DOCUMENT:

┏━━

Why I’m Finally Ditching YouTube TV

a broken TV falling off the wall, showing the youtube tv logo
rawf8/shutterstock.com

For as long as I can remember, I’ve had some sort of cable TV package. For the last couple of years, it’s been YouTube TV, but the recent battle with NBC made me look at what YouTube TV has to offer that I don’t already get elsewhere—as it turns out, not much.

When I first signed up for YouTube TV (and long before), there were specific reasons I “needed” a live TV or cable package. Some content just wasn’t available anywhere else; shows that my wife and I have been watching for years. The Walking Dead was only available on AMC (unless you wanted to watch it a season behind on Netflix), American Horror Story was exclusive to FX, and so on.

I’m also a huge basketball fan—nay, a huge Chicago Bulls fan—so I wanted access to ESPN, TNT, ABC, and NBA TV. I got all of that and more from YouTube TV, and the price when I first signed up was the best on the market. There was truly a lot to love about YouTube TV, especially for my family and me, when I first signed up.

Fast-forward a couple of years, and it’s just something I haven’t thought about in a long while. Despite YouTube TV raising its prices from $49 to $65 over a year ago, I didn’t reassess what we were actually using YouTube TV for.

But something happened along the way: I also signed up for other services. At first, we had YouTube TV and Netflix because it seems like we’ve had Netflix since the dawn of time. We later added Hulu, which evolved into the Disney+ bundle and also includes ESPN+. Then we subbed to HBO Max, AMC+, and Discovery+.

AMC+ on Amazon Prime Video

The whole thing happened over a long timeline, so I didn’t notice the overlap in content. That is until last week when YouTube TV and NBC were going at it. I asked myself, “Do we even watch anything on these channels?” —as it turns out, yes. I watch a lot of bike racing, which comes on The Olympic Channel. I looked into where else I could get access to that in case the pair couldn’t come to a deal (they did), and there’s an easy answer there: NBC’s Peacock TV.

┗━━

(Raw records)
┏━━

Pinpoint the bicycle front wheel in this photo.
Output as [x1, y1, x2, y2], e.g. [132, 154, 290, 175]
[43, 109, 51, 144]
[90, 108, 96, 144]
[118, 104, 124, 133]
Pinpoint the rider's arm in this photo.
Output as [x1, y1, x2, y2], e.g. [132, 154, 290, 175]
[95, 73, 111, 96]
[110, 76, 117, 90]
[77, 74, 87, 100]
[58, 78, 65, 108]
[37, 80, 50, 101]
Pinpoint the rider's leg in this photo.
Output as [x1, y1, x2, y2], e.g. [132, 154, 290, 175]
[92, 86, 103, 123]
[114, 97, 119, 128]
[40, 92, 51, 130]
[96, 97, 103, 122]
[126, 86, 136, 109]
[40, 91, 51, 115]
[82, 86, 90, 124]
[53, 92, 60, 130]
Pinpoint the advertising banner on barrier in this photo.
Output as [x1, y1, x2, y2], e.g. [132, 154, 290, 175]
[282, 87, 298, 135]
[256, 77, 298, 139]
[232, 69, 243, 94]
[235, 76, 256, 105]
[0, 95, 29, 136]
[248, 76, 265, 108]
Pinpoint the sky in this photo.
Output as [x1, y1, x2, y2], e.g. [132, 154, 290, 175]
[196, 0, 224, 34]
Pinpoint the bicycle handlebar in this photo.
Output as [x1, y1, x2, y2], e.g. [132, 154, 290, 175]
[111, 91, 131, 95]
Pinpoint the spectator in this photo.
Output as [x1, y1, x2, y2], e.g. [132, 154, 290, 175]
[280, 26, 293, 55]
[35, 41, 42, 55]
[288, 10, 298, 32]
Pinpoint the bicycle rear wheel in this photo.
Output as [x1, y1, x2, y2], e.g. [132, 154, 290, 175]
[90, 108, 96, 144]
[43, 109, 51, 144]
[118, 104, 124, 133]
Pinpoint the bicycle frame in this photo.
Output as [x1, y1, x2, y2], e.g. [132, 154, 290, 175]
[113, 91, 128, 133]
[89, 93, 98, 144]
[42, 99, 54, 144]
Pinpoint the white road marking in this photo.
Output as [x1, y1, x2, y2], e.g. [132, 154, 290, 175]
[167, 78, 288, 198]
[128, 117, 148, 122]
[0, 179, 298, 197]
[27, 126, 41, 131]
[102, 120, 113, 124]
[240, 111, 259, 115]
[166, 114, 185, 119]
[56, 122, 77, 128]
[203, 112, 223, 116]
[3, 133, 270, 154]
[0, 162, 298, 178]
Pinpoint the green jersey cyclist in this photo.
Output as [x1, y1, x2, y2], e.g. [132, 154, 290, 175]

┗━━

CHALLENGE:
Render this sentence from the article about dropping YouTube TV into Spanish: "For as long as I can remember, I’ve had some sort of cable TV package." The listing is separate material and does not belong to the article about dropping YouTube TV.

PROBLEM SOLUTION:
Desde que tengo memoria, he tenido algún tipo de paquete de televisión por cable.